* EXTRAIT CHOISI
>>

Pour cette première expérience, les participants voulaient voir un peu partout s’il était possible de collecter. « Ça a eu l’effet d’un éveil pour certains d’entre eux », note-t-il.

Les élèves ont constaté l’énorme gaspillage, tellement la quantité d’aliments impressionne.  « On aurait pu ouvrir un restaurant, image-t-il. Ça n’a pas de sens. On s’est demandé ce qu’on pouvait faire. » De cette première virée, une initiative est née pour en faire profiter la communauté collégiale confrontée à un contexte économique difficile. « Il y a une réalité en ce moment de pauvreté étudiante, avec l’inflation, la hausse du coût de l’épicerie et la situation des logements », constate Pascal Boucher.

<<

* TRAVAIL À FAIRE
A. Recopiez la partie de l'extrait sur le gaspillage alimentaire qui commence par « Les élèves ont » et se termine par « constate Pascal Boucher. », en changeant « élèves » en « étudiants ».
B. D'après l'extrait sur le gaspillage alimentaire, à quels facteurs Pascal Boucher associe-t-il la pauvreté étudiante actuelle ?

* DONNÉES
>>

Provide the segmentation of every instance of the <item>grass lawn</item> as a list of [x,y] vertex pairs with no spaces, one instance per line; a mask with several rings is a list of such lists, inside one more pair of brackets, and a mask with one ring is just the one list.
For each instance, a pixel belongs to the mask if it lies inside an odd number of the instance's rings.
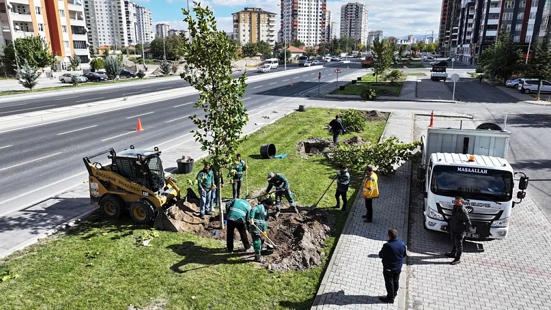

<<

* CORRIGÉ
A.
Les étudiants ont constaté l’énorme gaspillage, tellement la quantité d’aliments impressionne.  « On aurait pu ouvrir un restaurant, image-t-il. Ça n’a pas de sens. On s’est demandé ce qu’on pouvait faire. » De cette première virée, une initiative est née pour en faire profiter la communauté collégiale confrontée à un contexte économique difficile. « Il y a une réalité en ce moment de pauvreté étudiante, avec l’inflation, la hausse du coût de l’épicerie et la situation des logements », constate Pascal Boucher.

B. À l'inflation, à la hausse du coût de l'épicerie et à la situation des logements.